**PROBLEM TO SOLVE**
Find "[locate] the dirt" in the records that follow; print that line and each subsequent line through the last one, verbatim and with nothing added.

**SUPPLIED DATA**
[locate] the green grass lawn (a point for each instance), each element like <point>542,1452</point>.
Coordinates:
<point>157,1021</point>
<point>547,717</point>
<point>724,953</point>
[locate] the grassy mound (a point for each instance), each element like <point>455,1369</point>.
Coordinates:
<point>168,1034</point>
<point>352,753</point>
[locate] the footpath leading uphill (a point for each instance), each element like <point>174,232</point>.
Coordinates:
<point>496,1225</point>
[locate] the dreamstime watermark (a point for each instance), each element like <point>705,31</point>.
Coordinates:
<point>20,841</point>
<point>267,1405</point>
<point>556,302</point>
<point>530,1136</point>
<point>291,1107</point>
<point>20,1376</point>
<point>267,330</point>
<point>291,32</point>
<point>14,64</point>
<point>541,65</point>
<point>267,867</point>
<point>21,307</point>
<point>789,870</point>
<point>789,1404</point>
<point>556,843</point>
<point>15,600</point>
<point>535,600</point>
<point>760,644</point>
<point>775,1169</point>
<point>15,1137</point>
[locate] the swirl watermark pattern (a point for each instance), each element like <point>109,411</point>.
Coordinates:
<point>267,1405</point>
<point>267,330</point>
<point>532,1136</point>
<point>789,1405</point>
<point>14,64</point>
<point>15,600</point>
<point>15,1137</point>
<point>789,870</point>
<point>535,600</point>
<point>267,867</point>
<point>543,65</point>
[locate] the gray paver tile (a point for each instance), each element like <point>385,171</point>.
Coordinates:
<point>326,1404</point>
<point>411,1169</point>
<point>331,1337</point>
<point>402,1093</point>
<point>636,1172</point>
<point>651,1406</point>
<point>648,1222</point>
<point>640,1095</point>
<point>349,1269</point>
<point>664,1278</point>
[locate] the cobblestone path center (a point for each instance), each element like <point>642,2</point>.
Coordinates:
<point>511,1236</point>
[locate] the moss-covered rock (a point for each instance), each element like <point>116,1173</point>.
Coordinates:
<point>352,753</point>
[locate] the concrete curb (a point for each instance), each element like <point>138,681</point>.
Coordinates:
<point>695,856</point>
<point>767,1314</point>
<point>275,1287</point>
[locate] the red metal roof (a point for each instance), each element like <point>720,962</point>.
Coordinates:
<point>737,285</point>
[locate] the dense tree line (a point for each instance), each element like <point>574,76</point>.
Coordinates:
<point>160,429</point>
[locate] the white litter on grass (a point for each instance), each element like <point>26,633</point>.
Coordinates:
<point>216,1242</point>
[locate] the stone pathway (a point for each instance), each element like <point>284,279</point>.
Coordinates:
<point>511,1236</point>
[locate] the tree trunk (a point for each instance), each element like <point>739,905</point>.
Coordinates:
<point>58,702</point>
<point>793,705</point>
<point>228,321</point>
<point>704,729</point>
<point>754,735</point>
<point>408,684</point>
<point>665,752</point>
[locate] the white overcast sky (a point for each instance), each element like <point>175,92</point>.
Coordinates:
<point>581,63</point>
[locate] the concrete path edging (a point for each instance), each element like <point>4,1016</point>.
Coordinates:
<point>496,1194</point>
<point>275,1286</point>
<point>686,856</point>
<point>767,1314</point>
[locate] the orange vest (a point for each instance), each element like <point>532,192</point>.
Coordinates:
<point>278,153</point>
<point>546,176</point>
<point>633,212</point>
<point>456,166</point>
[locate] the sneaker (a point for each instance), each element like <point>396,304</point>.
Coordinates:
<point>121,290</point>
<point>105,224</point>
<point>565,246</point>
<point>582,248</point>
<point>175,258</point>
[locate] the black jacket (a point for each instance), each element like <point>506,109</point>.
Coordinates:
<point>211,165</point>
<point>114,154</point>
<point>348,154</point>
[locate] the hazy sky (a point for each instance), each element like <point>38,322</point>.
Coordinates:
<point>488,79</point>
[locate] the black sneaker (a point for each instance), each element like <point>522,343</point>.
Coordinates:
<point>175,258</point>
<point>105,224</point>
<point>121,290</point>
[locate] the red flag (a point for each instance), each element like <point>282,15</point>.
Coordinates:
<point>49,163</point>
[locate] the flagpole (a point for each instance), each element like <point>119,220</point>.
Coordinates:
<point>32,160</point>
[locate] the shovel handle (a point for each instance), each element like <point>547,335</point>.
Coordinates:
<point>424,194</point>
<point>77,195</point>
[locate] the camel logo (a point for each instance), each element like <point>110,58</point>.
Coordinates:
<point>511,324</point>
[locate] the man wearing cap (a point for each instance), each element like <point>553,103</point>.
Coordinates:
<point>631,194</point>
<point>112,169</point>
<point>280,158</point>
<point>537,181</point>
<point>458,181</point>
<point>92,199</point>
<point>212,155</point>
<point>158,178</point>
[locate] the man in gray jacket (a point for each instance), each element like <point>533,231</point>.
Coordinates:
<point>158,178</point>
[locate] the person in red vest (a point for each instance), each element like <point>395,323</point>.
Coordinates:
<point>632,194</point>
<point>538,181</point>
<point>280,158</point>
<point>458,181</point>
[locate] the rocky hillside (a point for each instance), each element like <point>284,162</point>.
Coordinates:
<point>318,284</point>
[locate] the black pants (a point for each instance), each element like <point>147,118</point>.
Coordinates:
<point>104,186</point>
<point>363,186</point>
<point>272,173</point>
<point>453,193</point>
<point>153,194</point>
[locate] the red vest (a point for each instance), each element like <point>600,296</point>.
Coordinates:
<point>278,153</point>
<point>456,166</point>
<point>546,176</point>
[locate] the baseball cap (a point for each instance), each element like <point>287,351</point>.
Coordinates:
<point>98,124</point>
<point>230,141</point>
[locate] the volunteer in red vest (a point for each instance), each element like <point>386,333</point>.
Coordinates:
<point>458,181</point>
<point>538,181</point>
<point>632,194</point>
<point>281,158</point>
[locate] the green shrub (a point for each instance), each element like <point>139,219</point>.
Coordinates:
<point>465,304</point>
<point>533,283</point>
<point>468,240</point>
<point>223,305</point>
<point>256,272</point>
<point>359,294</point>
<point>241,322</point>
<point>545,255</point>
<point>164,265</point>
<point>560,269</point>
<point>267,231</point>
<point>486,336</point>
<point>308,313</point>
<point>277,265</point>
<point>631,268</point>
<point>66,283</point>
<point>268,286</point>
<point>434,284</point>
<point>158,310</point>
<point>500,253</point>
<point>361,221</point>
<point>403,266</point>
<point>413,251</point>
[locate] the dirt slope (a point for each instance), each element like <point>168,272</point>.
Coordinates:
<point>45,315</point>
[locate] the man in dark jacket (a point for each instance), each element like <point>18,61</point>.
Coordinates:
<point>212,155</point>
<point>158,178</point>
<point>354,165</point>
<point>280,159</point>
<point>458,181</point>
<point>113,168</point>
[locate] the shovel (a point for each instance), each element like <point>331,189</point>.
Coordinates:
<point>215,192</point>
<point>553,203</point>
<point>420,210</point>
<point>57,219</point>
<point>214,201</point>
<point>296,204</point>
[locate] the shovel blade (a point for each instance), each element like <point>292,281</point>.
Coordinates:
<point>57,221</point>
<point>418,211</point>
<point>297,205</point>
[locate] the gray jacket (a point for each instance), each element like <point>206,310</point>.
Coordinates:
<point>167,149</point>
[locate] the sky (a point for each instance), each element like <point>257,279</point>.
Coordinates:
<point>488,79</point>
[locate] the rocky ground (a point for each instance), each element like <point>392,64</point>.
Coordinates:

**CORRECT RESULT**
[locate] the dirt slope (a point for each instance), each element like <point>168,272</point>.
Coordinates:
<point>45,315</point>
[locate] the man in dark jacket (a point for each instance), each element like <point>18,61</point>.
Coordinates:
<point>212,155</point>
<point>158,178</point>
<point>354,165</point>
<point>280,159</point>
<point>458,181</point>
<point>113,168</point>
[locate] the shovel (a point for each instance), each element like <point>331,189</point>.
Coordinates:
<point>215,192</point>
<point>553,203</point>
<point>420,210</point>
<point>57,219</point>
<point>214,201</point>
<point>296,204</point>
[locate] the shovel blade (a point for each instance), each element like <point>292,281</point>.
Coordinates:
<point>57,221</point>
<point>418,211</point>
<point>297,205</point>
[locate] the gray jacket (a point for each instance), each element like <point>206,310</point>.
Coordinates:
<point>167,149</point>
[locate] the sky (a point for each instance), each element like <point>257,279</point>.
Coordinates:
<point>488,79</point>
[locate] the rocky ground (a point for each instance), each element like <point>392,64</point>.
Coordinates:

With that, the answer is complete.